start Passage to read

Head East is an American rock band, originally from East Central Illinois. The band was formed by vocalist John Schlitt, guitarist Danny Piper, keyboardist Roger Boyd, bassist Larry Boyd, and drummer Steve Huston. They met and formed the band while John, Roger, and Larry were studying at the University of Illinois, Steve was at Eastern Illinois University 45 miles away and Danny was not in college.
Eventually both Larry and Danny dropped out of the band and were replaced by Mike Somerville (guitar) and Dan Birney (bass). The band achieved success in the Midwest during the 1970s, but fell into obscurity in the following decades on both coasts while remaining strong in the Midwest and South. They remain best known for their AOR hit "Never Been Any Reason".

Background 
Originally known as the TimeAtions, the band adopted the name Head East on August 6, 1969, at the suggestion of the band's roadie, Baxter Forrest Twilight. In a 2011 interview, founding member Steve Huston claimed that soon after sunrise one morning in 1969, Baxter Twilight woke the band members in their communal home/practice facility. Having been up all night sitting in the front yard consuming acid, the roadie said that when the sun rose, it turned into a giant talking head and told him the band's new name should be "Head East". After thinking on it briefly, the band liked the unusual nature of it and has kept the name. However, other members of the band dispute Huston's story about the naming.

end Passage to read
start Data

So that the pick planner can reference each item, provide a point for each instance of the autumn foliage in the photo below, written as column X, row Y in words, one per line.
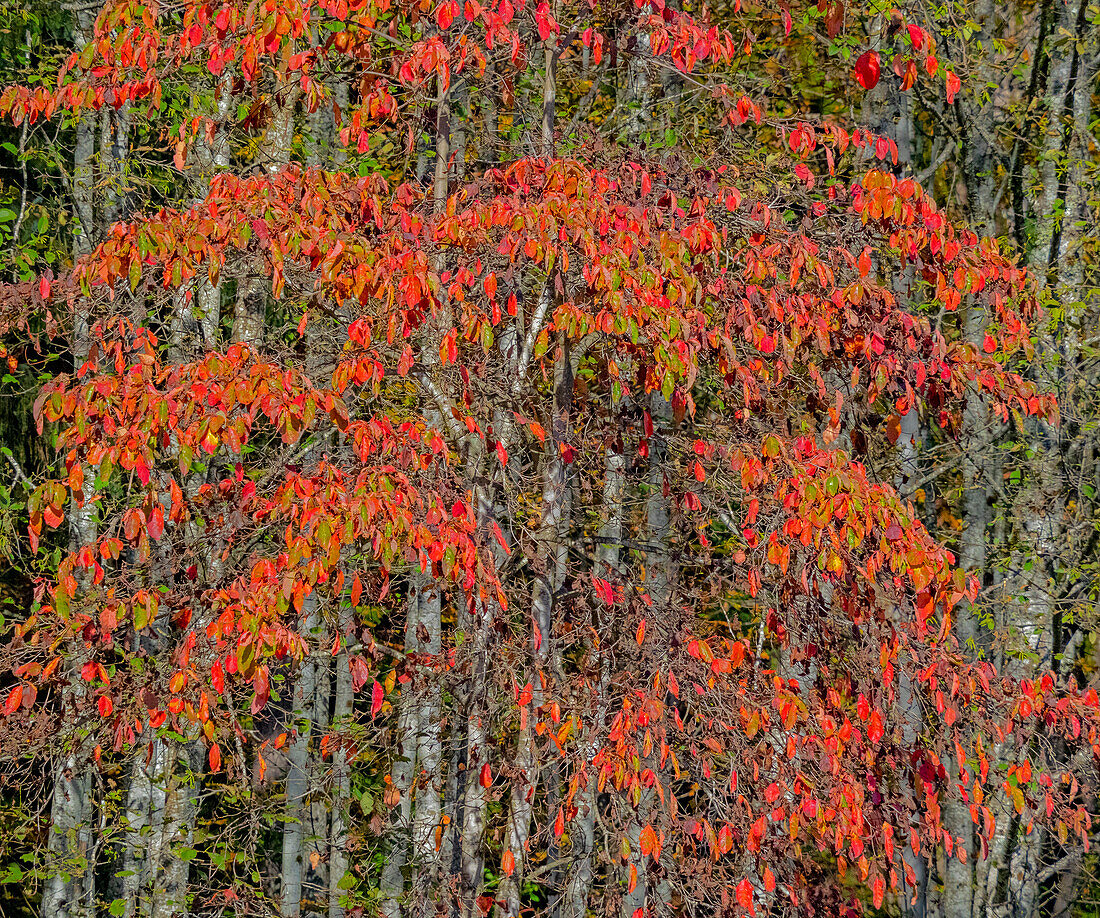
column 625, row 420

end Data

Reproduce the entire Head East passage from above word for word, from its first sentence to its last.

• _The result_:
Head East is an American rock band, originally from East Central Illinois. The band was formed by vocalist John Schlitt, guitarist Danny Piper, keyboardist Roger Boyd, bassist Larry Boyd, and drummer Steve Huston. They met and formed the band while John, Roger, and Larry were studying at the University of Illinois, Steve was at Eastern Illinois University 45 miles away and Danny was not in college.
Eventually both Larry and Danny dropped out of the band and were replaced by Mike Somerville (guitar) and Dan Birney (bass). The band achieved success in the Midwest during the 1970s, but fell into obscurity in the following decades on both coasts while remaining strong in the Midwest and South. They remain best known for their AOR hit "Never Been Any Reason".

Background 
Originally known as the TimeAtions, the band adopted the name Head East on August 6, 1969, at the suggestion of the band's roadie, Baxter Forrest Twilight. In a 2011 interview, founding member Steve Huston claimed that soon after sunrise one morning in 1969, Baxter Twilight woke the band members in their communal home/practice facility. Having been up all night sitting in the front yard consuming acid, the roadie said that when the sun rose, it turned into a giant talking head and told him the band's new name should be "Head East". After thinking on it briefly, the band liked the unusual nature of it and has kept the name. However, other members of the band dispute Huston's story about the naming.